*Texto de estudio:*
Escribo esta nota desde la ciudad
de La Plata, Argentina, donde me encuentro cursando los primeros seminarios del
Doctorado en Historia. Estos encuentros han sido reveladores no solo por sus
contenidos, que incluyen el emergente enfoque decolonial, sino por las
conversaciones que se detonan a partir de la interpretación que los
participantes ofrecemos de las lecturas compartidas. Me ha llamado
especialmente la atención la horizontalidad que se vive en la relación entre
profesores y estudiantes, que no es solo del posgrado en la Facultad de
Humanidades, sino en general. En ese sentido, mucho tenemos que seguir
aprendiendo en Colombia.
No he podido dejar de pensar en
las ciudades intermedias que hoy están en proceso de consolidación en Colombia
y que enfrentan un choque muy difícil al entrar en el marco propio de las
ciudades que se asumen como “modernas”. Pienso en esas frases cotidianas de
tipo “pueblo pequeño, infierno grande”, que todavía recibo cuando pregunto el
porqué de algún rumor sin fundamento, que termina por exagerar algún
acontecimiento irrelevante. Pienso en lo que algunos consideramos falta de
cultura ciudadana, pero que otros interiorizan como la reacción natural a una
imposición de extraños que no conocen la cultura lugareña. Esto puede explicar
la falta de legitimidad de la legalidad, y el exceso de legitimidad de la
ilegalidad.

*Entradas listadas:*
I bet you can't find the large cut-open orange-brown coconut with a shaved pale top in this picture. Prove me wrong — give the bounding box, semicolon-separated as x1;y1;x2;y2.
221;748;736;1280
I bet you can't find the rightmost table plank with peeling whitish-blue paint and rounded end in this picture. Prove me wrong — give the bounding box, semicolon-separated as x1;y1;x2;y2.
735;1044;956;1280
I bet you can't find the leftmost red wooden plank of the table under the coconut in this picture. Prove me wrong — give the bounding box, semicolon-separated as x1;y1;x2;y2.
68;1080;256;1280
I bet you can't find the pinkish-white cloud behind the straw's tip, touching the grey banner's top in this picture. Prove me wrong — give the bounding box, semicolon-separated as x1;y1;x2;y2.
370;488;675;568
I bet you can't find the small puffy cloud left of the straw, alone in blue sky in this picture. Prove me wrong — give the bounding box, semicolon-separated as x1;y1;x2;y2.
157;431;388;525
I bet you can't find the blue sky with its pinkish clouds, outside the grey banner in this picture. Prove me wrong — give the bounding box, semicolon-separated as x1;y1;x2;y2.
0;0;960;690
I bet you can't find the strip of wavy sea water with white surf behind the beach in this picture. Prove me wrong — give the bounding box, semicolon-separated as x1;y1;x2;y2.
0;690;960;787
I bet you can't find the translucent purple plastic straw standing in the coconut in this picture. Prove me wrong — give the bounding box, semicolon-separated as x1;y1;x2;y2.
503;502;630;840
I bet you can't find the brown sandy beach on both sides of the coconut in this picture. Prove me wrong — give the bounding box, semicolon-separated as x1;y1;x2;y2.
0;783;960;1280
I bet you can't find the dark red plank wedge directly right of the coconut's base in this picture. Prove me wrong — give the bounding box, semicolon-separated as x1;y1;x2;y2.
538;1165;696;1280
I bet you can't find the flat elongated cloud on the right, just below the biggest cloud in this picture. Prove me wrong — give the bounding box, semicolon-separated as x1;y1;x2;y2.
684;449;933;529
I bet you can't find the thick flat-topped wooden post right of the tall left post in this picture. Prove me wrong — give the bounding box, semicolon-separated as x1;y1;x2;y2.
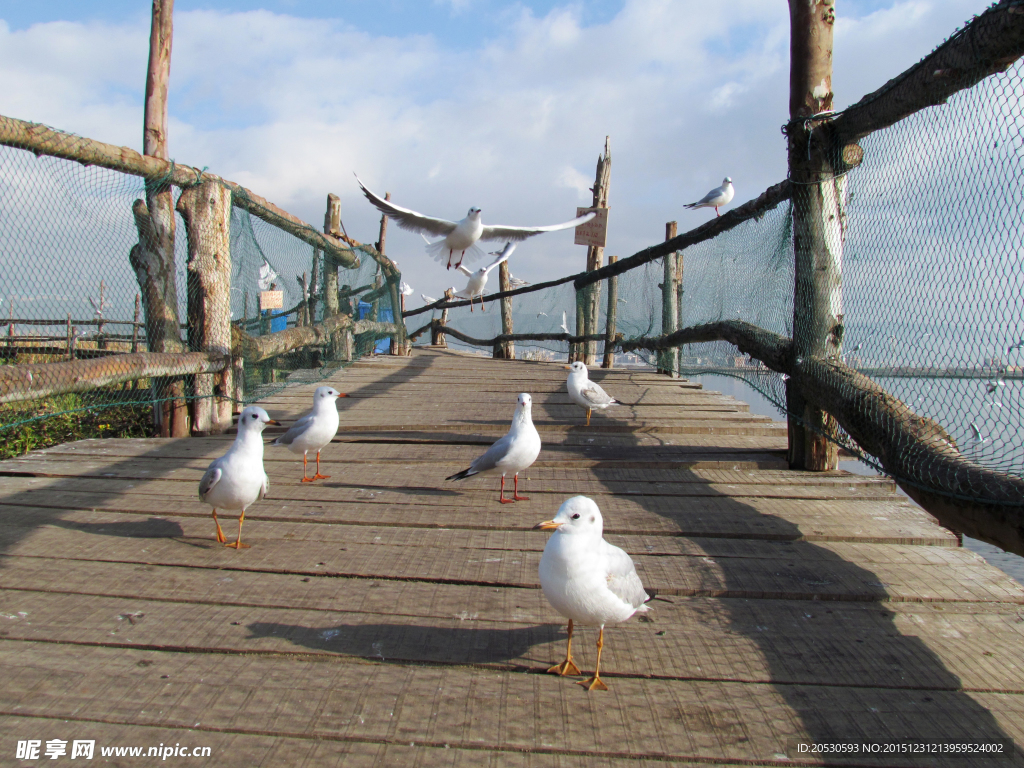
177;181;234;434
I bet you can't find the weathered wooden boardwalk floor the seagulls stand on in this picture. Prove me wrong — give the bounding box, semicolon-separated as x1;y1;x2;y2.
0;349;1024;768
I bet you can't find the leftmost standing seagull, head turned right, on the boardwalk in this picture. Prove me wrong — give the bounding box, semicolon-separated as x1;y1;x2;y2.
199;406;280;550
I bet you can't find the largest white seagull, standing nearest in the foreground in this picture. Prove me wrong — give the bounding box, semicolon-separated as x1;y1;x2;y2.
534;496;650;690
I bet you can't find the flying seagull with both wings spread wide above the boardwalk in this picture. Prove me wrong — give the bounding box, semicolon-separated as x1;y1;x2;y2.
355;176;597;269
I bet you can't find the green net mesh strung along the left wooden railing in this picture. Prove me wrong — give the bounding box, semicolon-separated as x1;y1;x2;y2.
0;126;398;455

--

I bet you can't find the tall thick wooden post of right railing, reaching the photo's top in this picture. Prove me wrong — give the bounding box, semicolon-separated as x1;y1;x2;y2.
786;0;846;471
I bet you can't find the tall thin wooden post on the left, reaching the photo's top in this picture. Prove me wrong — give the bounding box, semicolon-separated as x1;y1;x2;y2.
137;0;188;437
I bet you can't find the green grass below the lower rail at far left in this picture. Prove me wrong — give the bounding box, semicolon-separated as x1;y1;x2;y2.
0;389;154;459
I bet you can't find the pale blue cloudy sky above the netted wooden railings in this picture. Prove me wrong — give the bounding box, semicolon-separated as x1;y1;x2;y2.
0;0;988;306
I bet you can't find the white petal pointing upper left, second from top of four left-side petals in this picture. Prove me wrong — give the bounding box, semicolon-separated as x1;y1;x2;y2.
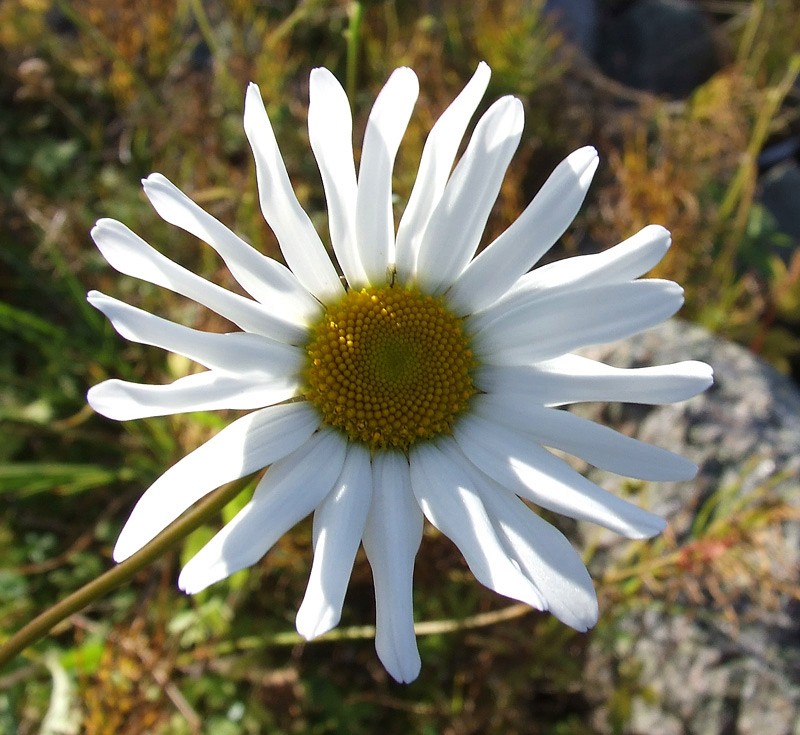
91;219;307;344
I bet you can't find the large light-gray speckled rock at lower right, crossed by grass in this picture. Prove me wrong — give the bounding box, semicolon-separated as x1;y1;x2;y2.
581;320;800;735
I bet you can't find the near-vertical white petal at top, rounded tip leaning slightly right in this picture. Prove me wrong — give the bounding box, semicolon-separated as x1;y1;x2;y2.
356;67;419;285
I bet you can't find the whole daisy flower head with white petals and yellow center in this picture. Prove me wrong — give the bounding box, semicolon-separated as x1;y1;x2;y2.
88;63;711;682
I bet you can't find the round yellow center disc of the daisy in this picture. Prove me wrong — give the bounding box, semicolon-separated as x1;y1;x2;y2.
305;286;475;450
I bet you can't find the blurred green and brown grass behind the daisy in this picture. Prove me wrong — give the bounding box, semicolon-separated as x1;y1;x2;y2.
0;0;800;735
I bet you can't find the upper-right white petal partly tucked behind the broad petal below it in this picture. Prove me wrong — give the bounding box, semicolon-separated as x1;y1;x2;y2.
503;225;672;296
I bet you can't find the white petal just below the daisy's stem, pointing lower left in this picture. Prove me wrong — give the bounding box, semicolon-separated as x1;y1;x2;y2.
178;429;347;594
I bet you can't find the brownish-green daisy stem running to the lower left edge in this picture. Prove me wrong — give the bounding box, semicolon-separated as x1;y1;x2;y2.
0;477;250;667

*Consigna:*
Continúa la nota sobre las ciudades intermedias de Colombia, empezando justo después de su última oración.

*Respuesta:*
Nos pesa la narrativa histórica
que desconoce a tantos, sobre todo la oficial, que hoy, a pesar de que se diga
lo contrario, incluye el conjunto de informes de la Comisión de la Verdad, que
se crea, lamentablemente, en el marco de un acuerdo de paz, rechazado en
plebiscito por la mayoría de quienes se presentaron a votar. Así venimos y así
vamos. El único acuerdo o pacto social, tal como lo llama la CEV, que logró un
respaldo mayoritario en las urnas, en los sectores populares y en las élites
fue, quien lo creyera hoy: el Frente Nacional. El siguiente pacto o punto de
quiebre fue la Constitución Política de 1991, pero apenas la cuarta parte del
electorado voto para elegir a los constituyentes aquel 9 de diciembre de 1990.
Así vamos, porque de allí
venimos, decía por ahí un amigo. Álvaro Gómez, según recordaba Roberto Camacho,
alegaba que en Colombia “vivimos en gerundio”: “ahí vamos
mirando, resolviendo, decidiendo”. A hoy seguimos sin poder trazar un
camino entre todos y, vaya paradoja, de una alianza por el cambio de origen
conservador, pasamos, 24 años después, a un gobierno del cambio. En eso,
queridos lectores, no hubo cambio…
Las nuevas generaciones hoy
parecen haber perdido el sentido de la historia y se mueven en arenas
movedizas, donde la historia apologética la ven invasiva, la nueva historia
densa y en ocasiones obra de revolucionarios, los vínculos con sus raíces, con
su pasado, los sienten como algo que ha perdido toda importancia, pero se
niegan a ver allí una posible causa de su soledad. El nihilismo que tantos
promueven, de manera muchas veces inconsciente, soporta un escenario que, de no
abordarse pronto, terminará en caos. Alegar, por ejemplo, que el intento de
asesinato de un alcalde en Francia y de su familia, por parte de grupos que
participan de las protestas recientes, es apenas muestra de una generación que
explota porque la sociedad no supo orientar sus intereses y necesidades, y optó
por permitirle todo, hasta la violencia en contra de niños y niñas inocentes.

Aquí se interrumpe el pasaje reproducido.